Task description — The answer is to consist only of an exact retyping of the lines from the one containing "negative clicks: (528, 202)" to the end of the entries, without pictures.

Supplied data —
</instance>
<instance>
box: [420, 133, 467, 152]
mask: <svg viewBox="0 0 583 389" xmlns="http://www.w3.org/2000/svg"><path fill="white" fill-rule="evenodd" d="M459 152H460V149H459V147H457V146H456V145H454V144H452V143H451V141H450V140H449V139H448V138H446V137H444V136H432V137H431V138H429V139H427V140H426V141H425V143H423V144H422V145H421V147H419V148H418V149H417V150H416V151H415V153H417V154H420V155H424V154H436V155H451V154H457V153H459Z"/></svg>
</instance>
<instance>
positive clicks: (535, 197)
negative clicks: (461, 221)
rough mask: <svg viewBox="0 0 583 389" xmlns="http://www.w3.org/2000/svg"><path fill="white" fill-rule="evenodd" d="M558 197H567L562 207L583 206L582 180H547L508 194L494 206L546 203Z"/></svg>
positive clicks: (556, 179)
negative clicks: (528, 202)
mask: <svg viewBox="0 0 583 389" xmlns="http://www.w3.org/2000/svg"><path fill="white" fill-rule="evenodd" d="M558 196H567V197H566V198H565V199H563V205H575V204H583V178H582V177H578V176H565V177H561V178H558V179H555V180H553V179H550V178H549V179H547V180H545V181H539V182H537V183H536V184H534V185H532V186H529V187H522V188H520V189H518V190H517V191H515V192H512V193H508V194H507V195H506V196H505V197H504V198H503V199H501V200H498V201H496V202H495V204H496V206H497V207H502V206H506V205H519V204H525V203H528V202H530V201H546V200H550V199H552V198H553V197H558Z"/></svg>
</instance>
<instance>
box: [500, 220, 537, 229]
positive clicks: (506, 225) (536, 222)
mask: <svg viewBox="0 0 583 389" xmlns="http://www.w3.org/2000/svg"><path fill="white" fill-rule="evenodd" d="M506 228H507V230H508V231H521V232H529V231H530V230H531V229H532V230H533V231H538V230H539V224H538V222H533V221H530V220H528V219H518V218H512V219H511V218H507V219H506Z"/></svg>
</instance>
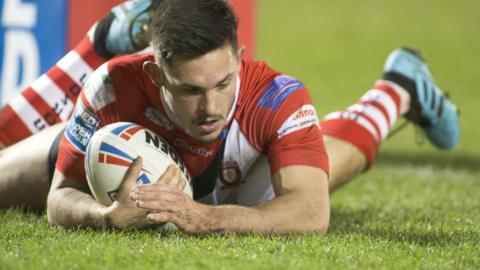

Written response —
negative clicks: (528, 202)
mask: <svg viewBox="0 0 583 389" xmlns="http://www.w3.org/2000/svg"><path fill="white" fill-rule="evenodd" d="M558 196H567V197H566V198H565V199H563V205H575V204H583V178H582V177H578V176H565V177H561V178H558V179H555V180H553V179H550V178H549V179H547V180H545V181H539V182H537V183H536V184H534V185H532V186H529V187H522V188H520V189H518V190H517V191H515V192H512V193H508V194H507V195H506V196H505V197H504V198H503V199H501V200H498V201H496V202H495V204H496V206H497V207H502V206H506V205H519V204H525V203H528V202H530V201H546V200H550V199H552V198H553V197H558Z"/></svg>
</instance>
<instance>
box: [500, 220, 537, 229]
positive clicks: (506, 225) (536, 222)
mask: <svg viewBox="0 0 583 389" xmlns="http://www.w3.org/2000/svg"><path fill="white" fill-rule="evenodd" d="M506 228H507V230H508V231H521V232H529V231H530V230H531V229H532V230H533V231H538V230H539V224H538V222H533V221H530V220H528V219H518V218H512V219H511V218H507V219H506Z"/></svg>
</instance>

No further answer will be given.